Page:
•••••
Les italiens, premiers occupants du pays, étaient de pauvres siciliens émigrés, qui importèrent leur savoir-faire de la péninsule et un goût inné pour les belles choses. En ce temps là, en ce lieu là, le commerce de masse était inimaginable. Tout était fait sur mesure : les habits, les souliers, les meubles, les cadres dorés. Mes parents firent ainsi réaliser leurs meubles chez un excellent artisan : Montefiore Un jour ils choisirent sur un des catalogues de Maple, un buffet, mais croyant bien faire Montefiore changea les proportions ôtant toute l’élégance à ce meuble, par ailleurs d’une finition digne de l’original anglais et d’un bois magnifique. Je me souviens du scandale qui s’ensuivit. Le meuble défigura notre appartement pour des années. Le pauvre sicilien était un excellent artisan, mais sans culture et sans goût. Il ne pouvait qu’imiter, copier des modèles, comme naguère des imitations parfaites de Vuitton ou de Hermès. Le petit garçon que j’étais devenu se rendait avec dégoût dans l’antre sombre et humide des siciliens et n’appréciait pas l’obséquiosité de ces pauvres gens.
Faisait partie de la communauté italienne, l’aristocratie de l’immigration : de grandes familles très cultivées, aux mœurs raffinées et urbaines, et ne se fréquentant qu’entre elles-mêmes. Elle venaient de Gènes, do Livourne (les livournais de la Spezia par exemple, formaient le contingent des militaires italiens d’occupation et de leur famille. Ma mère sortait de là : c’était une Donati). Ces familles juives mais très assimilées à la chrétienté, étaient honorées et habitaient de belles demeures. Citons : les Morpurgo, les Donati, les Uzan, les Finzi, les Debbasch etc.
Les italiens, d’un naturel bonasse et conciliant, entretenaient des relations très convivales, très proches avec le arabes et il s’ensuivit une sorte de baragouin mi arabe mi-sicilien. Ils furent très regrettés lorsque les français les mirent brutalement à la porte. Une grande partie de la communauté italienne était catholique pratiquante, et elle formait tout un contingent de bonnes, de gouvernantes, de religieuses. Les écoles étaient splendides, en marbre et bois de noyer, d’une propreté inimaginable. Elles étaient tenues par les prêtres. Moi-même, je fus formé par des bonnes italiennes : Grazia, Lucia, Giuseppina… et devins un catholique fervent. Il me reste de cette période tout un arsenal vernaculaire de prières, encore vivace aujourd’hui. Ma mère venait de cette origine et tirait fierté de ses aïeux les Donati. La femme de Dante Alighieri n’était-elle pas une Donati de Florence ? Moi-même, encore aujourd’hui, je tire mes racines et ma foi de cette communauté, et je parle toujours italien avec Marina. La France nous avait envoyé les plus obtus, les plus arrogants des colonisateurs. Ils avaient leur quartier et ils fondèrent leur école : le lycée Carnot. Le résident français se prenait pour le roi de Tunis et considérait les autochtones avec condescendance. Moi, j’aimais l’environnement français qui était propre, urbain et conforme à mes lectures.
•••••
Enregistrements:
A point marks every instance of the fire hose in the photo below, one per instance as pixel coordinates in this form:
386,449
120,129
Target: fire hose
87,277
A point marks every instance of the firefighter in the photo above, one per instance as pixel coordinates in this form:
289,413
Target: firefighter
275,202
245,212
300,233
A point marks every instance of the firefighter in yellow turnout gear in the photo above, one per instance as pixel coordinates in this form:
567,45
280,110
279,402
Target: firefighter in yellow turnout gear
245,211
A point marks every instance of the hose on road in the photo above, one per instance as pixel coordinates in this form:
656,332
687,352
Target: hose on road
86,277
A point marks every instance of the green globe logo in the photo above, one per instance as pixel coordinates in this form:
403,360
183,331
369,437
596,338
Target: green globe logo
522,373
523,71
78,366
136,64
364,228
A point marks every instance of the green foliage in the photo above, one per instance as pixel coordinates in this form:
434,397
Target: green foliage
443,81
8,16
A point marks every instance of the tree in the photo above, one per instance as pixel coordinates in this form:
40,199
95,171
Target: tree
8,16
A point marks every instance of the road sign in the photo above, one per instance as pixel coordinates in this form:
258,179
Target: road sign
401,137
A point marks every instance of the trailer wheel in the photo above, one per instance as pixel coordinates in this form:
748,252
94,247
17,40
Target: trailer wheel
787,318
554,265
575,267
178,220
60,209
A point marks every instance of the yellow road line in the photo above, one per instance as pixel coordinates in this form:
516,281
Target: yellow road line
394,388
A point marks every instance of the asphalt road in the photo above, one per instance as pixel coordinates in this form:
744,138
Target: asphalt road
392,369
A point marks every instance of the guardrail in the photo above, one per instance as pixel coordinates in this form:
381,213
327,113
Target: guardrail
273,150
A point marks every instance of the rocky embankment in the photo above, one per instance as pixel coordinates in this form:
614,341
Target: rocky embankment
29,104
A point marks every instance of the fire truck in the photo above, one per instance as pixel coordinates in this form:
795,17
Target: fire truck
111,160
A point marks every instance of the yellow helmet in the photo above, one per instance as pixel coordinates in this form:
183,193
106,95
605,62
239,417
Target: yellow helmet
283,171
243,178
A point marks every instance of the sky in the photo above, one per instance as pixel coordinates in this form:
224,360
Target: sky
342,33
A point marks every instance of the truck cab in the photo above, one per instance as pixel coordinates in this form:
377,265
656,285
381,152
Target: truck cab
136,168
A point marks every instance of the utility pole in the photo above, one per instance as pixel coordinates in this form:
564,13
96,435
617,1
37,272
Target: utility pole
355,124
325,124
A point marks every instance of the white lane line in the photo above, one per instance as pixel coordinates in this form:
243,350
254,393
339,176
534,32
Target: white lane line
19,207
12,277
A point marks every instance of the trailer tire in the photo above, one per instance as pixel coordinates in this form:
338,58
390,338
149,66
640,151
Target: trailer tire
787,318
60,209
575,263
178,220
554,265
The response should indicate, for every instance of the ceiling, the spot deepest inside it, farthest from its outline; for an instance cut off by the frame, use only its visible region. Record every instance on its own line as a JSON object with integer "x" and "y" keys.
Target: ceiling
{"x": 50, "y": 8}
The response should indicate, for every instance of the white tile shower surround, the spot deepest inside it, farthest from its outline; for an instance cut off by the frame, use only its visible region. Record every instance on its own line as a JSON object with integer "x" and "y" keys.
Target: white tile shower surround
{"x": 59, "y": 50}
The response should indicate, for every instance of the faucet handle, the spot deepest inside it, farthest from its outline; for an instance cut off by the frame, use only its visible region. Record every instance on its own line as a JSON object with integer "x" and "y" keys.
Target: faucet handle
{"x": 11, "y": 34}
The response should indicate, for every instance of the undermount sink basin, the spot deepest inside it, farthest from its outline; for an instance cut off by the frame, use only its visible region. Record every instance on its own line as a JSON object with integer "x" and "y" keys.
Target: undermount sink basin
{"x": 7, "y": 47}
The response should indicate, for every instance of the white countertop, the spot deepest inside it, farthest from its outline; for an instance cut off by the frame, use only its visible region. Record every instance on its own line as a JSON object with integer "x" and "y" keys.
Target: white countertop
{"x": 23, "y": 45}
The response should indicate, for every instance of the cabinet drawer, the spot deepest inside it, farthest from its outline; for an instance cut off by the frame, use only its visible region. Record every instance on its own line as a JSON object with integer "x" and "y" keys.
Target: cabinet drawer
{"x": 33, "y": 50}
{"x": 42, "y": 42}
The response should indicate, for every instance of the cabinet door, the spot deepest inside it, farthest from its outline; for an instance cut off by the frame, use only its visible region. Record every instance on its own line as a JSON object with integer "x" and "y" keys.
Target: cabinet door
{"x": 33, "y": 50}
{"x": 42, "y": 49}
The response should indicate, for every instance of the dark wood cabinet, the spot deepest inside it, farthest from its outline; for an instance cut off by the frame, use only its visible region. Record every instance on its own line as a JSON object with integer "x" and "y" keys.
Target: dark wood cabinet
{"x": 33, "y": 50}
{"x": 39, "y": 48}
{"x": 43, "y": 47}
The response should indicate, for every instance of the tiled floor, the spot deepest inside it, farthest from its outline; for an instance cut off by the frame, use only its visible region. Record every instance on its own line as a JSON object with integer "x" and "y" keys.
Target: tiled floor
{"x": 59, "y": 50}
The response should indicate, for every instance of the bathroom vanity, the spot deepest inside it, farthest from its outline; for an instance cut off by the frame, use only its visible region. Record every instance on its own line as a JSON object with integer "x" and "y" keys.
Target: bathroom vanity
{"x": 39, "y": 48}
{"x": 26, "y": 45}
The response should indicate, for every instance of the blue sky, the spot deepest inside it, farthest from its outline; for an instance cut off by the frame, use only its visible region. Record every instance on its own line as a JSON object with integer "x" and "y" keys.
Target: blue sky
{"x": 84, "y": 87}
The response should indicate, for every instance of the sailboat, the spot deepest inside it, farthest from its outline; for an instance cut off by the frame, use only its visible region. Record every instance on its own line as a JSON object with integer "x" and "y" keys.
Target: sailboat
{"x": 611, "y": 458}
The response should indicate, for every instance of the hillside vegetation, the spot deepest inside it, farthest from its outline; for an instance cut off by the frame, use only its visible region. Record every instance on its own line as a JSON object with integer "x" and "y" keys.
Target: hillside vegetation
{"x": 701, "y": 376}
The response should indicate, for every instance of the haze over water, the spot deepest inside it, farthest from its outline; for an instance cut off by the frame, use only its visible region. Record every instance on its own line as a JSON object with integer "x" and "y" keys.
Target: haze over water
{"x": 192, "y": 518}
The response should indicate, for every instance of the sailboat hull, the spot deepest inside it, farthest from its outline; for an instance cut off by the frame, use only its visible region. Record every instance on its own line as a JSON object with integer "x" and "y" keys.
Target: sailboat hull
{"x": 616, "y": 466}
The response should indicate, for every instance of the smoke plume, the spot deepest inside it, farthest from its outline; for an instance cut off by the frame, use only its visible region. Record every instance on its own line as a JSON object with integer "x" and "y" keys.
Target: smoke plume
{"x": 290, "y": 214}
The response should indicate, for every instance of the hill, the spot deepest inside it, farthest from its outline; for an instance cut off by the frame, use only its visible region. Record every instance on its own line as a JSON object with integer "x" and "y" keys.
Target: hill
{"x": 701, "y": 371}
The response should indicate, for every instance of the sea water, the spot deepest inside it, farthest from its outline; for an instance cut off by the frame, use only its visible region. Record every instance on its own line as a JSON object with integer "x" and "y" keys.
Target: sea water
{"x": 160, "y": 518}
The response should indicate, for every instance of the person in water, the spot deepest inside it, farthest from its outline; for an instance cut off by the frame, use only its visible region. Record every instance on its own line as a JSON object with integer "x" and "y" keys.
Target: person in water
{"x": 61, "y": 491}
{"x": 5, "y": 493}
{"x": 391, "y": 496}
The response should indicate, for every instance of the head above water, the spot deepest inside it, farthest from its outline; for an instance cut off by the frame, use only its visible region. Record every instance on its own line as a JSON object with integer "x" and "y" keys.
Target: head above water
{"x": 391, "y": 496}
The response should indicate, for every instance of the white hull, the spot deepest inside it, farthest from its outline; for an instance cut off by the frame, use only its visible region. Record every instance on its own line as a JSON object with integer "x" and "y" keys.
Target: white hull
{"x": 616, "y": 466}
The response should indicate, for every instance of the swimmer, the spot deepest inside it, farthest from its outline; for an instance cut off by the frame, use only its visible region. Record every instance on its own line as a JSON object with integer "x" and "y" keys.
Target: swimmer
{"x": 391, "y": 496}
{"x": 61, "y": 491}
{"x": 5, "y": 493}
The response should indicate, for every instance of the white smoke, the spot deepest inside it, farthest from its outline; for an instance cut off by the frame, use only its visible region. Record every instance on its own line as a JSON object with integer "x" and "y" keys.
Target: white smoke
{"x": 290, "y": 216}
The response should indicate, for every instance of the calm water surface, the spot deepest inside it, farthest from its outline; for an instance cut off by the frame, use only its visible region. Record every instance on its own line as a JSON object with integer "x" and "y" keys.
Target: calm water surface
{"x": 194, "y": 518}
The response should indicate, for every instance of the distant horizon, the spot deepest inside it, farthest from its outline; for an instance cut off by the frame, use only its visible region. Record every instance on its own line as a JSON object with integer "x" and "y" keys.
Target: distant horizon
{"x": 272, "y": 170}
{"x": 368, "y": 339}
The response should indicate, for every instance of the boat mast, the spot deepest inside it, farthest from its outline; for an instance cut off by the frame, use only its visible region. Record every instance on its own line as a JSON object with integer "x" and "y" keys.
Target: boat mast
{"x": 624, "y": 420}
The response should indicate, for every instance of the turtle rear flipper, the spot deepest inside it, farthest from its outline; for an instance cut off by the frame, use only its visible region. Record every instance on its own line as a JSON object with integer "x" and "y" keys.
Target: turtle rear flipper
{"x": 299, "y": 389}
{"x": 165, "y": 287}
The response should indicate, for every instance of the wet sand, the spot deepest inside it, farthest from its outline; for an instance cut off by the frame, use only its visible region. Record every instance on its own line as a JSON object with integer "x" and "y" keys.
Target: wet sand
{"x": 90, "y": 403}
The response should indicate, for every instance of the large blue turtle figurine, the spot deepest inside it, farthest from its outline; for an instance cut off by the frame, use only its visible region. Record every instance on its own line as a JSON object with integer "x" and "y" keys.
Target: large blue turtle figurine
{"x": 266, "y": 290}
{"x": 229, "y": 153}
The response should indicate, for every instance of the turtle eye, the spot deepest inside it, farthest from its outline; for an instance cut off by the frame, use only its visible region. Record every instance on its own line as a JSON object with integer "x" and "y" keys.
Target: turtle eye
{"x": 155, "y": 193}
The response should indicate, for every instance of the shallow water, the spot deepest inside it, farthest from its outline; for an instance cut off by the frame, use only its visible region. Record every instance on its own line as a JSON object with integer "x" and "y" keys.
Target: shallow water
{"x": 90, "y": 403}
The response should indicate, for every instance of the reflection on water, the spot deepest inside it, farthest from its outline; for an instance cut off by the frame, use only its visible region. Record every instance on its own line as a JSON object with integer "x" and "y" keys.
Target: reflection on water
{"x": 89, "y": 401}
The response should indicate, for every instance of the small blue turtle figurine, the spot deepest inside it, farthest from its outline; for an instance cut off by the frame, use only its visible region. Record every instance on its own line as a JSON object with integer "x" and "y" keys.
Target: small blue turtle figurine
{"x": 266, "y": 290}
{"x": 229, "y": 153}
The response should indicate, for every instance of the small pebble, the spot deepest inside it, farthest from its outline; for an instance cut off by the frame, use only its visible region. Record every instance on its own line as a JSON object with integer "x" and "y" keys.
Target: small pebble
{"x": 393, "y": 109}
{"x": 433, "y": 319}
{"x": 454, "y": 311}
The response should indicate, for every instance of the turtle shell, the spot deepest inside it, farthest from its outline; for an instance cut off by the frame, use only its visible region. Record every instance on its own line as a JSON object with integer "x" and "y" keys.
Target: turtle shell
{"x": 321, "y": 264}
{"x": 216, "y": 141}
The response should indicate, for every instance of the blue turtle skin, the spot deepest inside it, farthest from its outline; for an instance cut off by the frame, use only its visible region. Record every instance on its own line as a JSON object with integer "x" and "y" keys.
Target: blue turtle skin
•••••
Exercice proposé 1: Pouvez-vous mettre à jour le passage de la page sur la communauté italienne compris entre « Faisait partie de » et « les Debbasch etc. », inclus, en y remplaçant « belles demeures » par « grandes maisons », puis le redonner ainsi modifié ?
Exercice proposé 2: Combien de lignes des enregistrements contiennent la chaîne « head » ? Donnez seulement le nombre.

Réponse attendue 1:
Faisait partie de la communauté italienne, l’aristocratie de l’immigration : de grandes familles très cultivées, aux mœurs raffinées et urbaines, et ne se fréquentant qu’entre elles-mêmes. Elle venaient de Gènes, do Livourne (les livournais de la Spezia par exemple, formaient le contingent des militaires italiens d’occupation et de leur famille. Ma mère sortait de là : c’était une Donati). Ces familles juives mais très assimilées à la chrétienté, étaient honorées et habitaient de grandes maisons. Citons : les Morpurgo, les Donati, les Uzan, les Finzi, les Debbasch etc.

Réponse attendue 2: 2